Exercise aim
Can you rewrite the stretch from "As the title" through "by about one-third." in the STEM degree passage below, substituting "college" for "undergraduate"?

Exercise text

▬▬▬▬▬▬

As the title suggests, the bottom line is to increase the number of undergraduate degrees (Bachelor’s or Associate’s) earned in STEM fields by one million. As with budget savings, the numbers are made more impressive by making this a ten-year goal. Even so, that amounts to an extra 100,000 STEM majors per year. From the most recent year for which we have data, 2009, there were 241,000 Bachelor’s degrees awarded in STEM fields and 70,000 Associate’s degrees. We are thus looking to increase the number of STEM degrees by about one-third.
This is a report that matters. Last fall PCAST did a thorough survey of all federal grant programs that support undergraduate work in STEM fields, focusing on the National Science Foundation (NSF) but including programs of the Departments of Education and Labor. This report carries specific recommendations on how this money should now be directed. The NSF programs Transforming Undergraduate Education in STEM (TUES), STEM Talent Expansion Program (STEP), and Widening Implementation and Demonstration of Evidence-Based Reforms (WIDER) have come in for particular attention.
There are four principal recommendations:
- Catalyze widespread adoption of empirically validated teaching practices.
- Advocate and provide support for replacing standard laboratory courses with discovery-based research courses.

▬▬▬▬▬▬

Record excerpts
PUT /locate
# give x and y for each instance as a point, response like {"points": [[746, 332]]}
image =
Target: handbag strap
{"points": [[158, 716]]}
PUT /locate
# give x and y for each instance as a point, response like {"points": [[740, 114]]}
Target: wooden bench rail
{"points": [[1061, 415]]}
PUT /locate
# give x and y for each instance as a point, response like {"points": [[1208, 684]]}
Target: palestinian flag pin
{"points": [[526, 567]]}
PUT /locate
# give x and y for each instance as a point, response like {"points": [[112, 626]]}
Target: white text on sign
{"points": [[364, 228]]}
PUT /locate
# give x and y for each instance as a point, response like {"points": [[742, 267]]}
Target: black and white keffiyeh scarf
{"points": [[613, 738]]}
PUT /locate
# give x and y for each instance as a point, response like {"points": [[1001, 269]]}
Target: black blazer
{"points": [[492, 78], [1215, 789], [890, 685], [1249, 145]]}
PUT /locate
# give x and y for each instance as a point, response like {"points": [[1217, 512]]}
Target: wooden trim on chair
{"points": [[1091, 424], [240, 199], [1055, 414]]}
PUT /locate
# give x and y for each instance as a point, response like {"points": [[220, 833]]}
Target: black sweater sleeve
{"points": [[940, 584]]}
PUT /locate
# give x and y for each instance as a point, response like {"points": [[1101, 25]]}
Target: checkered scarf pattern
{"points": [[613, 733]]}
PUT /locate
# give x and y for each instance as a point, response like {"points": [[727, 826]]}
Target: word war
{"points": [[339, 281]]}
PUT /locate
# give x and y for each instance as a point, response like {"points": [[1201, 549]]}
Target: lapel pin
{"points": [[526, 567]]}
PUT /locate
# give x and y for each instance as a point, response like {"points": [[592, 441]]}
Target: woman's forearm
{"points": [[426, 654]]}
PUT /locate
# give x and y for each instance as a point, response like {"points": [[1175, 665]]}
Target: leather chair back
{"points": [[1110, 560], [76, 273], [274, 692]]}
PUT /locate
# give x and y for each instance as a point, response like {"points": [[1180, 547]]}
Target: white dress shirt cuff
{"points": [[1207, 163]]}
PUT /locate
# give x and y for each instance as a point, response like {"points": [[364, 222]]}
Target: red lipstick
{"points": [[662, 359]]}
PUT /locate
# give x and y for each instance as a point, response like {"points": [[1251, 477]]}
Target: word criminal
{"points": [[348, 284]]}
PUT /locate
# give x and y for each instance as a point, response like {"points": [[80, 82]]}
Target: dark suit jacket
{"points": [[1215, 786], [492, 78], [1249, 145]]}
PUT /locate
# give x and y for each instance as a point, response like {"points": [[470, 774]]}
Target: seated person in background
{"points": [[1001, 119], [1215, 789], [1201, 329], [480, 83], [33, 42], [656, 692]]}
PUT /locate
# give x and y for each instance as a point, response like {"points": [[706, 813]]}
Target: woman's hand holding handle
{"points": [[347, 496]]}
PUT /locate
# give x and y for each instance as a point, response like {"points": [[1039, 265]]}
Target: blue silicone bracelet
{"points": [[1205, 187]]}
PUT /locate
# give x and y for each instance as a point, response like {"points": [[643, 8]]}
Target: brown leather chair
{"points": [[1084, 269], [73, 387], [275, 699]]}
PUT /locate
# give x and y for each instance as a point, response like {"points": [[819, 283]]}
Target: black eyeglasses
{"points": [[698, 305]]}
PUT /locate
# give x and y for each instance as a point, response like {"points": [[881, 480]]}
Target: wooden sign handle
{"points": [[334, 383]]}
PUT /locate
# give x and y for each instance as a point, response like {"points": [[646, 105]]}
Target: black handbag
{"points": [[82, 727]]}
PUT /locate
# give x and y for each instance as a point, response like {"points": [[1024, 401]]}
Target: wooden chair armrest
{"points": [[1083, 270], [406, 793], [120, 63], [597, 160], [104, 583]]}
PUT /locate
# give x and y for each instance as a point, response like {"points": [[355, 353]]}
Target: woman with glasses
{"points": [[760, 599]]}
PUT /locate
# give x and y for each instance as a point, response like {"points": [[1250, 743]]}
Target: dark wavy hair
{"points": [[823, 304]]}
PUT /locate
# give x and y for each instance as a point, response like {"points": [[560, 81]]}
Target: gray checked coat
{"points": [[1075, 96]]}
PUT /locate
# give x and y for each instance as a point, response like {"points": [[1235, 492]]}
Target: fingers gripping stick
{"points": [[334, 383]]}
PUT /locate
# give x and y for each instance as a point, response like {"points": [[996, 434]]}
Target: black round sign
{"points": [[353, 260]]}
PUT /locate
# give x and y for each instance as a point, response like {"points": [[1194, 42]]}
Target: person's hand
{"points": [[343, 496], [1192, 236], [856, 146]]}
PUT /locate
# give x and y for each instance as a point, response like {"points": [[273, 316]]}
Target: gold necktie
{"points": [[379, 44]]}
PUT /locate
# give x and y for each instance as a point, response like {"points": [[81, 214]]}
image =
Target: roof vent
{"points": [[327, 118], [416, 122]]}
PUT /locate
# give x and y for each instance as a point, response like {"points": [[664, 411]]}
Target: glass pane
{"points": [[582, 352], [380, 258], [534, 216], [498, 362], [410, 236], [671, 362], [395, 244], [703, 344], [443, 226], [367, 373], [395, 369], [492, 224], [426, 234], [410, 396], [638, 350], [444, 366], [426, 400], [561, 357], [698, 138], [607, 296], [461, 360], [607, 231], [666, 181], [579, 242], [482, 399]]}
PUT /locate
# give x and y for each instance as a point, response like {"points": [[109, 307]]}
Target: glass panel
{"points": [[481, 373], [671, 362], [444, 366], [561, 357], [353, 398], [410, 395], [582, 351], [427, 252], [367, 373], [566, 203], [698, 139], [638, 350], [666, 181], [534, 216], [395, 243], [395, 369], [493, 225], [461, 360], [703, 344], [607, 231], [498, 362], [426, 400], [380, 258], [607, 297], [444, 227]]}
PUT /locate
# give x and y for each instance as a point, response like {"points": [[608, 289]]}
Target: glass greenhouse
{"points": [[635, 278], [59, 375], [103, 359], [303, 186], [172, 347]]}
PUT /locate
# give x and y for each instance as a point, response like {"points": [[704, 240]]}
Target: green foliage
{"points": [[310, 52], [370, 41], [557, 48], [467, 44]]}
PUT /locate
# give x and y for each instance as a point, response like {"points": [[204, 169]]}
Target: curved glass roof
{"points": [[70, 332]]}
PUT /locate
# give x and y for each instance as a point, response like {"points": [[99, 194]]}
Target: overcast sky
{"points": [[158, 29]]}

▬▬▬▬▬▬

Worked solution
As the title suggests, the bottom line is to increase the number of college degrees (Bachelor’s or Associate’s) earned in STEM fields by one million. As with budget savings, the numbers are made more impressive by making this a ten-year goal. Even so, that amounts to an extra 100,000 STEM majors per year. From the most recent year for which we have data, 2009, there were 241,000 Bachelor’s degrees awarded in STEM fields and 70,000 Associate’s degrees. We are thus looking to increase the number of STEM degrees by about one-third.